Whether condemned as an inhuman generator of brutal whippings and rapes
or--in the unreconstructed Confederate version--upheld as the benevolent
caretaker of contented sambos, slavery remains a quintessentially
Southern institution. To be sure, a fleeting image of Northern slavery
sometimes impinges on this Southern view. But slavery in the North seems
an anomaly: a few slaves scattered here and there, all freed at some
point, presumably after the Revolution.
The impressive slavery exhibit currently on display at the New York
Historical Society alters this consciousness. It reveals the centrality
of slavery to the history of our nation's largest city. Slavery was no
mere sideshow but an edifice so strong that it took twenty years before
the egalitarian ideology of the American Revolution could even begin to
chip away at it. When emancipation finally came, it did so slowly and
haltingly, so that blacks found freedom elusive even after they escaped
the official bonds of servitude. Though the exhibit is not perfect, its
few flaws do not subvert its mission. Its graceful integration of
multimedia, primary documents and artistic presentation represents an
important stride toward an honest view of the universality of slavery in
American history.

* RECORDS:
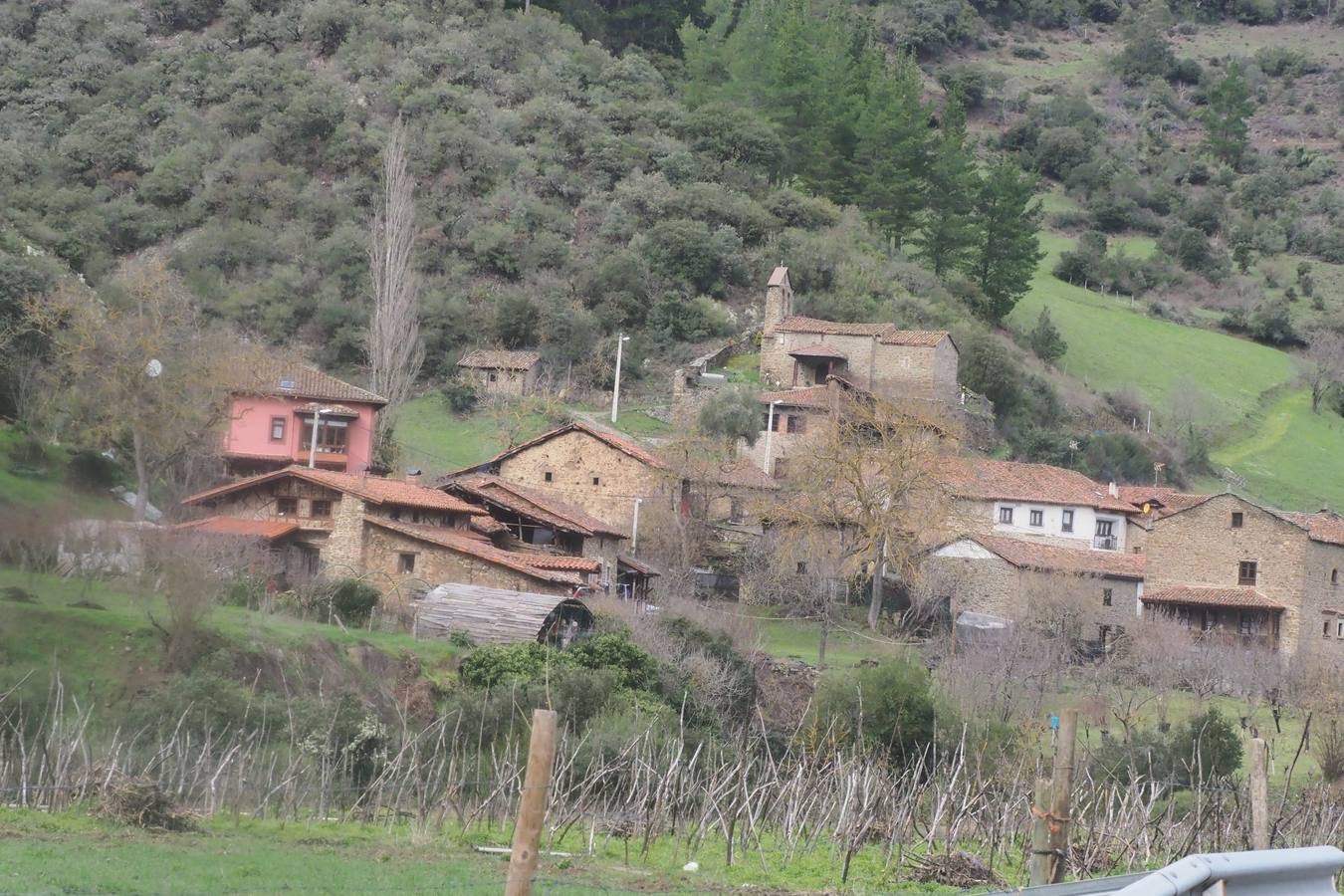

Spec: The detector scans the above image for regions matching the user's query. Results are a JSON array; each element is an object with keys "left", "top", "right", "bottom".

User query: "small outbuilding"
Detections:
[
  {"left": 457, "top": 347, "right": 542, "bottom": 397},
  {"left": 412, "top": 581, "right": 592, "bottom": 646}
]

* AIM: Copy out everything in the exhibit review from "Whether condemned as" down to "after the Revolution.".

* CORRECT ANSWER:
Whether condemned as an inhuman generator of brutal whippings and rapes
or--in the unreconstructed Confederate version--upheld as the benevolent
caretaker of contented sambos, slavery remains a quintessentially
Southern institution. To be sure, a fleeting image of Northern slavery
sometimes impinges on this Southern view. But slavery in the North seems
an anomaly: a few slaves scattered here and there, all freed at some
point, presumably after the Revolution.